> _課題の目的_: オンライン診療に関する本文で、「2018年度診療報酬改定の「オンライン診療」ポイント」の下に示された項目の見出しを、すべて順に挙げてください。

> _読解用本文_:
╔══

厚生労働省の統計によりますと、スマホなどを使って医師が遠隔で診察する「オンライン診療」が、2024年7月は14万4966回と約1年前から倍増したことが判明しました。20~30代の患者の利用が伸びているそうです。ここまでの経緯を簡潔にまとめてみましょう。
2018年度診療報酬改定の「オンライン診療」ポイント
- オンライン診療料が新設
2018年度改定で初めて保険適用となり、「オンライン診療料(70点/月)」「オンライン医学管理料(100点/月)」などが新設された。 - 対象・要件
- 対象は「特定疾患療養管理料」等を算定している患者に限る。
- 初診から6か月間は毎月対面診療が必要。安定後、定期的なオンライン診療が可能になる。
- オンライン診療を行う際は、医師と患者がリアルタイムで映像・音声を通じてやり取りできることが条件。
- 対面診療の補完的位置づけ
- オンライン診療はあくまで「対面診療の補完」。急性期などの新しい疾患や診療計画に含まれない病気は、対面診療が必要。
- 診療報酬点数は対面診療より低い
- オンライン診療の点数は、従来の対面診療より低く設定されている。
- 目的
- 通院困難な患者や遠隔地の患者、高齢者への医療アクセス向上を目的とする
2018年度診療報酬改定では、「オンライン診療」が正式に評価され、その普及に向けた体制と厳格な要件が整備されたと言えます。
それが、2022年には、どうなったかと言いますと…
2022年 オンライン診療の恒久化のポイント
- 初診からのオンライン診療が恒久化
- 2020年からの新型コロナ対応で認められていた特例措置(初診を含む全面的なオンライン診療解禁)が、2022年に恒久化されました。

╚══

> _参考情報_:
╔══

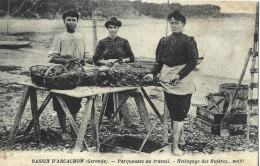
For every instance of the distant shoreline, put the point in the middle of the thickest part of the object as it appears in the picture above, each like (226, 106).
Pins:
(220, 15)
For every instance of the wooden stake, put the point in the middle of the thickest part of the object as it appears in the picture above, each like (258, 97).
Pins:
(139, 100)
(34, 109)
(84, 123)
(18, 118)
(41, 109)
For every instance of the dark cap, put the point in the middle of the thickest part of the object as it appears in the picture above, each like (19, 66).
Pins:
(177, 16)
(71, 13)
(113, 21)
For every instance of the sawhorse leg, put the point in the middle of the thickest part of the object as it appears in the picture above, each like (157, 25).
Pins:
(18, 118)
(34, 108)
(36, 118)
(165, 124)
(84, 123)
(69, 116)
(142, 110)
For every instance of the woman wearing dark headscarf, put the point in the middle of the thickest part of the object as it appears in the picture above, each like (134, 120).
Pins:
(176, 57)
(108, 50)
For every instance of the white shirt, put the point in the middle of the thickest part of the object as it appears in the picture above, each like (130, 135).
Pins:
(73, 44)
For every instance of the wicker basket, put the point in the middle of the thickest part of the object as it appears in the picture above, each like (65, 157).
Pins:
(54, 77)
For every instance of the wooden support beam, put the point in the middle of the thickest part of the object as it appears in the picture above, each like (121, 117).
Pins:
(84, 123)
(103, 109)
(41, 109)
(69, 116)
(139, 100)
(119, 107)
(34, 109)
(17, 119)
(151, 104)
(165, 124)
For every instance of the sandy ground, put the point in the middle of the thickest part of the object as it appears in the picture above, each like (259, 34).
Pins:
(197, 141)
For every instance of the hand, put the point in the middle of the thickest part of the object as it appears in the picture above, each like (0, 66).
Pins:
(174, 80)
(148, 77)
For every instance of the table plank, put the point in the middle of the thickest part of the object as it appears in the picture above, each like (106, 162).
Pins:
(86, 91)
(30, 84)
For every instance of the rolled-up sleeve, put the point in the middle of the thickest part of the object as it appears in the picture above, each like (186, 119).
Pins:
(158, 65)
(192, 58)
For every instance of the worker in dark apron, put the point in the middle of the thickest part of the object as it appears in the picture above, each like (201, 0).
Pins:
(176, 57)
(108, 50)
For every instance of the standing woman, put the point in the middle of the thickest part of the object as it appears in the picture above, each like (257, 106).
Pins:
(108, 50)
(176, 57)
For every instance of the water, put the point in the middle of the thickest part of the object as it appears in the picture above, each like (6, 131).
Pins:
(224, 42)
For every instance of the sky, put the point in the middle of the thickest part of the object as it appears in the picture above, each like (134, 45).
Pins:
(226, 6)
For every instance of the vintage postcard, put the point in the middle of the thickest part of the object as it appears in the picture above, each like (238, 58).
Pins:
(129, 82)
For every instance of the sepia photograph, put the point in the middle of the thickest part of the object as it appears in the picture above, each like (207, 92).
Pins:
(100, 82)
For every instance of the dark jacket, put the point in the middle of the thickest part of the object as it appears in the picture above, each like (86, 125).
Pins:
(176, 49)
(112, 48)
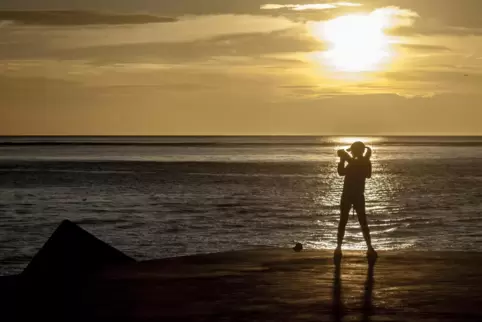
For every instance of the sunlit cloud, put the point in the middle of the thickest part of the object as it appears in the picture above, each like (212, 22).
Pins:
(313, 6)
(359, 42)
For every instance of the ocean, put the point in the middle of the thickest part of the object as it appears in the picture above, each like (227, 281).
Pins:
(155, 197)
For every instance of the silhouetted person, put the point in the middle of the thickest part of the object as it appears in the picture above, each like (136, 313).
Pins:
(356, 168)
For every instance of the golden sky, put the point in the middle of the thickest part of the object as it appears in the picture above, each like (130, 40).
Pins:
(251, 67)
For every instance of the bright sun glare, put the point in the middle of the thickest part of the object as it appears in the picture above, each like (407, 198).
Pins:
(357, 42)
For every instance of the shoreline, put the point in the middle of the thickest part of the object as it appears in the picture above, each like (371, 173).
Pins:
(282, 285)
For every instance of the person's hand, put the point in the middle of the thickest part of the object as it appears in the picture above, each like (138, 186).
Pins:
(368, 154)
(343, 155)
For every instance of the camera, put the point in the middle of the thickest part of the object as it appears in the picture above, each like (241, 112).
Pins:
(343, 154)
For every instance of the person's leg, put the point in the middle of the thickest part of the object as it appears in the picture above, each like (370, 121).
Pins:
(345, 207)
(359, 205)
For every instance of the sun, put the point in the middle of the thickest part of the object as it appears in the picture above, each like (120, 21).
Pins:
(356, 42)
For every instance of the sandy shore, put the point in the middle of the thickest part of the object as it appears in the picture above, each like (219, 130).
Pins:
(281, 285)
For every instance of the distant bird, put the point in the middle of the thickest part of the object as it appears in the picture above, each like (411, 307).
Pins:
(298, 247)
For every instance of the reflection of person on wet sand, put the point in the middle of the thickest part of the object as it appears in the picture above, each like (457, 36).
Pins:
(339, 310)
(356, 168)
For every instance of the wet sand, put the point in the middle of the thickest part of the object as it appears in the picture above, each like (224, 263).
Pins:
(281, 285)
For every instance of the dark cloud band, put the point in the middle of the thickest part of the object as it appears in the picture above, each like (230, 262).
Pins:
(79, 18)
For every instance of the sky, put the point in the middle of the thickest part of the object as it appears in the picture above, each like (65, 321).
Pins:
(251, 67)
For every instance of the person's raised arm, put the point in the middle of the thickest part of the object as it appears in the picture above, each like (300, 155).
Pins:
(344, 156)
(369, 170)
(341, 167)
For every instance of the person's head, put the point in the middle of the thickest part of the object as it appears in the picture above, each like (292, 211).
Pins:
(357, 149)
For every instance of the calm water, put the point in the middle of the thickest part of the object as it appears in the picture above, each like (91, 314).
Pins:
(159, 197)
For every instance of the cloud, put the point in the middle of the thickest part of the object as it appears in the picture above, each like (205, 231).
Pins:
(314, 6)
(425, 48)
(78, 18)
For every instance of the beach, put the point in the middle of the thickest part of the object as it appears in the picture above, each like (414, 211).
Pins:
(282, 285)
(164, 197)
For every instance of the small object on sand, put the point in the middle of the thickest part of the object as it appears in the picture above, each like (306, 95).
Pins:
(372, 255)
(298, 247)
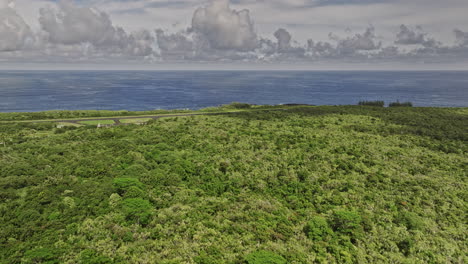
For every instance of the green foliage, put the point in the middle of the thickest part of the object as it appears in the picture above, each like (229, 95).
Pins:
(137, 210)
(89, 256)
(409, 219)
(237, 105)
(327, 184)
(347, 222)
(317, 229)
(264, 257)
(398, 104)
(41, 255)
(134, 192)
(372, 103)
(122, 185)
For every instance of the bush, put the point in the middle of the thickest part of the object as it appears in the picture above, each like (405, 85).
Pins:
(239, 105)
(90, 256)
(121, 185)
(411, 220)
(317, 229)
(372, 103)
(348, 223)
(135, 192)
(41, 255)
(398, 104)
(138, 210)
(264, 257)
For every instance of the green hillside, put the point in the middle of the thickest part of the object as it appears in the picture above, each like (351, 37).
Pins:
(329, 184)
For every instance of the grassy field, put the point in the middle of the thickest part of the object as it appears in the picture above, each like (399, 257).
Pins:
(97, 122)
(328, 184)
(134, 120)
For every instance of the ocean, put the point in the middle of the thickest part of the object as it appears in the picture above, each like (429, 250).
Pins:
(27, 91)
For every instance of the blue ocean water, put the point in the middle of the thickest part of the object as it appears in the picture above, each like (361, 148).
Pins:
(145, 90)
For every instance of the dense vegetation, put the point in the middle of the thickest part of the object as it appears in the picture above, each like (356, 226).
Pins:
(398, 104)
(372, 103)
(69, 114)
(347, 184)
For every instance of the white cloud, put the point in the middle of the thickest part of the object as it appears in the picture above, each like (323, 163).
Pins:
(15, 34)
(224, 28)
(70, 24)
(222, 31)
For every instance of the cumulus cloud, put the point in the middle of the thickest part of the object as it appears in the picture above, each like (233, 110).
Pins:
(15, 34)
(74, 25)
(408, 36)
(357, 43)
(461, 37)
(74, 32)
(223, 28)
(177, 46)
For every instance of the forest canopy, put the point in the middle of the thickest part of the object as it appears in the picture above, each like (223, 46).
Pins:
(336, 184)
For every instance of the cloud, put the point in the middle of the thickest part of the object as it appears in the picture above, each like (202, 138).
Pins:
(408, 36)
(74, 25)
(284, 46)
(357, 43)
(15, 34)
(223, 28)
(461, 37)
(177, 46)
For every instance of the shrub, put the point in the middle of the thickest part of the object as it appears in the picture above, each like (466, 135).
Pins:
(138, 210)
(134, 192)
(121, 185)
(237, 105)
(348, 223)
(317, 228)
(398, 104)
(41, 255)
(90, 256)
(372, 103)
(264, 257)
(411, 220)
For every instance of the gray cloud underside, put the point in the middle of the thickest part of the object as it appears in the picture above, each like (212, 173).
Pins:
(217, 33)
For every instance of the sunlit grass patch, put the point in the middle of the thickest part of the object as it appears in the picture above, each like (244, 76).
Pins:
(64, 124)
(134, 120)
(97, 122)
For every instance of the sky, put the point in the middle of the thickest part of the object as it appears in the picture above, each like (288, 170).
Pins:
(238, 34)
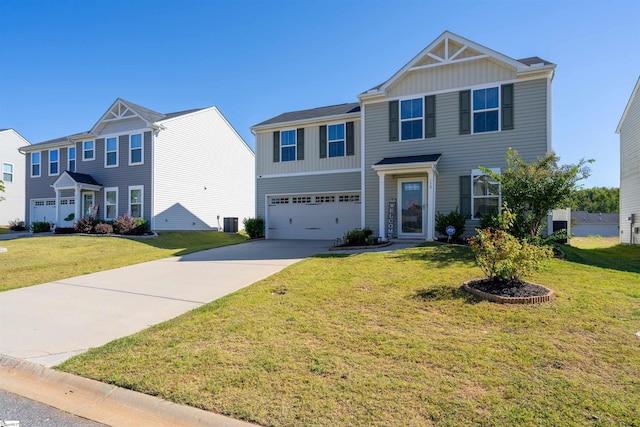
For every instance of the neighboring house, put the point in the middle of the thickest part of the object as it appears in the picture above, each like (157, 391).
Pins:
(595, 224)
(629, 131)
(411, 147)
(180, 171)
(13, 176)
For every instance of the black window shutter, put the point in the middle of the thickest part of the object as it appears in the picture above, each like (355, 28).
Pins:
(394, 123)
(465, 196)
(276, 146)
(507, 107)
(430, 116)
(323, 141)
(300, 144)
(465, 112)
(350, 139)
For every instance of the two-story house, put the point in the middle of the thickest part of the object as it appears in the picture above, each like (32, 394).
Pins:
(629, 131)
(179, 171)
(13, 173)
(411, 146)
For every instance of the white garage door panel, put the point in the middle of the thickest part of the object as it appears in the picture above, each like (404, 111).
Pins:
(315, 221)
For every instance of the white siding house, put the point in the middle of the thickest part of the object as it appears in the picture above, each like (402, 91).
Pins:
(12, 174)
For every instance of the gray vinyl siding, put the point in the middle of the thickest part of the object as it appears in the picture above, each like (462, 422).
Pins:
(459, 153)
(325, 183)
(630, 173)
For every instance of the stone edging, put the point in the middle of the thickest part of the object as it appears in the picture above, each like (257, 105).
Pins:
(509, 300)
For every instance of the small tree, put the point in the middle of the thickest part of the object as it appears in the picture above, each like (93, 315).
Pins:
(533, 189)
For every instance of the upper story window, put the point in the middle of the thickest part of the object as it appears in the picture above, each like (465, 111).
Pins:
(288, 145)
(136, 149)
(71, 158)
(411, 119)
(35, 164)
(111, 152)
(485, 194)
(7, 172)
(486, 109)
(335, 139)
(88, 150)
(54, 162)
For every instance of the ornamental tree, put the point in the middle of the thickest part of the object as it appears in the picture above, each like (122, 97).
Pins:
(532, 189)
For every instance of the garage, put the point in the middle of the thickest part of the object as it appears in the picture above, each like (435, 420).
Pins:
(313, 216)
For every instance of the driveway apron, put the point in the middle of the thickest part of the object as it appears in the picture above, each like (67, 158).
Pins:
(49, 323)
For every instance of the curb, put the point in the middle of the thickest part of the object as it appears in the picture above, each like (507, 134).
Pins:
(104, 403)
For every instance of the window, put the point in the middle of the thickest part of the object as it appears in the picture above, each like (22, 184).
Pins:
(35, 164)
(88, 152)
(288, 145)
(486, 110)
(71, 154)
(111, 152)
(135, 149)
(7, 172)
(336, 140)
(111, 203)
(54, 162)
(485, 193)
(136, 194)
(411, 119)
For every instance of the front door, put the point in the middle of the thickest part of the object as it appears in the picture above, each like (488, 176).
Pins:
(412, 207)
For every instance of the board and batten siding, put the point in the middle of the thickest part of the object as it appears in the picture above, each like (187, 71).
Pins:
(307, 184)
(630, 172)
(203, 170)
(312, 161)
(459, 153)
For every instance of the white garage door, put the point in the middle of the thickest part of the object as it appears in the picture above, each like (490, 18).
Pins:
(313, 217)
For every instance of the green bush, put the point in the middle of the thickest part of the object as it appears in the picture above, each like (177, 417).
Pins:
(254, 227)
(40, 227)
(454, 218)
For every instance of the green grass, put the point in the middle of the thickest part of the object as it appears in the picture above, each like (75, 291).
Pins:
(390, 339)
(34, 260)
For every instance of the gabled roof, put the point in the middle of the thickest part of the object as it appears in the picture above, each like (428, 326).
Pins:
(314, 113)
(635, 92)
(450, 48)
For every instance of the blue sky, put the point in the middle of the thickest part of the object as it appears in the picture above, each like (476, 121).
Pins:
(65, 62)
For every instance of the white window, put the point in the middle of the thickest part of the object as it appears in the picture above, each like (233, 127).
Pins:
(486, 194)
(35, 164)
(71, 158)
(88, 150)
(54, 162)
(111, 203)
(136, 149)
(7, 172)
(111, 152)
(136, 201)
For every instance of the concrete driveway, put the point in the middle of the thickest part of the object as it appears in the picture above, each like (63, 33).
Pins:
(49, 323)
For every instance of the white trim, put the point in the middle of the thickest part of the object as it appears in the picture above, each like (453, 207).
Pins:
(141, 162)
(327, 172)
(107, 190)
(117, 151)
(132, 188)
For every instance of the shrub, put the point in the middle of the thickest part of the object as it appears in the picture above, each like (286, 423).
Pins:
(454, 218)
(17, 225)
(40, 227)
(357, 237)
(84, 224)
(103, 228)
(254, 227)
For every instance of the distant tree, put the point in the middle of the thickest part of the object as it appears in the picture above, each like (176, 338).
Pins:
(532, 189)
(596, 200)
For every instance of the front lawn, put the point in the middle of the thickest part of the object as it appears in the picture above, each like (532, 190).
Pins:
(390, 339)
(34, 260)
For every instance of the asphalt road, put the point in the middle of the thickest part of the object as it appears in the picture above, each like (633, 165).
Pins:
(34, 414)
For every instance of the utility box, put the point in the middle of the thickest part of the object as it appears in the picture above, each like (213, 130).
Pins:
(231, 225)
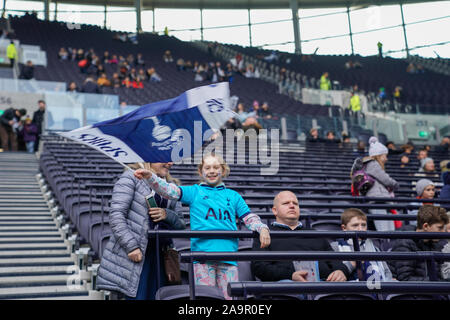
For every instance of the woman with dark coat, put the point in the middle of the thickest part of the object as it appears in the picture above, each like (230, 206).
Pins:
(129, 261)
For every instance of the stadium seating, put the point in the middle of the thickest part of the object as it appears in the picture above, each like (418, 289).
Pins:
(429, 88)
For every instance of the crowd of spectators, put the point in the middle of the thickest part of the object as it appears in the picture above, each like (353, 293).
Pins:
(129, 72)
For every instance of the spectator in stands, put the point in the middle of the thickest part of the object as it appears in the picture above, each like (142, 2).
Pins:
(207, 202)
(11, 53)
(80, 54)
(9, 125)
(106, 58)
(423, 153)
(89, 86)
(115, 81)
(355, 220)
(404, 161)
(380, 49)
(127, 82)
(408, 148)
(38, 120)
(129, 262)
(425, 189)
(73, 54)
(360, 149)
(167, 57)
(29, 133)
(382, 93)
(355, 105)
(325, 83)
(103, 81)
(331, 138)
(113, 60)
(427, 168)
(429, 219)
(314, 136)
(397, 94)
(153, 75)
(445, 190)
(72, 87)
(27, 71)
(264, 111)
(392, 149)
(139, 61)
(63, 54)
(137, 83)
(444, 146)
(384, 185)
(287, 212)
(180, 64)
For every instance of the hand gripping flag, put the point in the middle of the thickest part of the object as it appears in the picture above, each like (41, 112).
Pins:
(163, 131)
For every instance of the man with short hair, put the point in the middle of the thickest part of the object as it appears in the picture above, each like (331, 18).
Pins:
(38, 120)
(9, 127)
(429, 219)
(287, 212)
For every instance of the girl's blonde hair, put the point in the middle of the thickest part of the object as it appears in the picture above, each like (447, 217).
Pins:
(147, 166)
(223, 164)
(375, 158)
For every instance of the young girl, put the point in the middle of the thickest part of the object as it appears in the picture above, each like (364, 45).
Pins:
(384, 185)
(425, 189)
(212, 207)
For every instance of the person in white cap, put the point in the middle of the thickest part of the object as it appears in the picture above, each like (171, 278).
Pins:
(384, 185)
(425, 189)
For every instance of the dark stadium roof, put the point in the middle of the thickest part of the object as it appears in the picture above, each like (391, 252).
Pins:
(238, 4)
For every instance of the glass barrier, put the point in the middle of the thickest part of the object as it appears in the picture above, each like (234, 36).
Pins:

╚══

> _完成解答_:
・オンライン診療料が新設
・対象・要件
・対面診療の補完的位置づけ
・診療報酬点数は対面診療より低い
・目的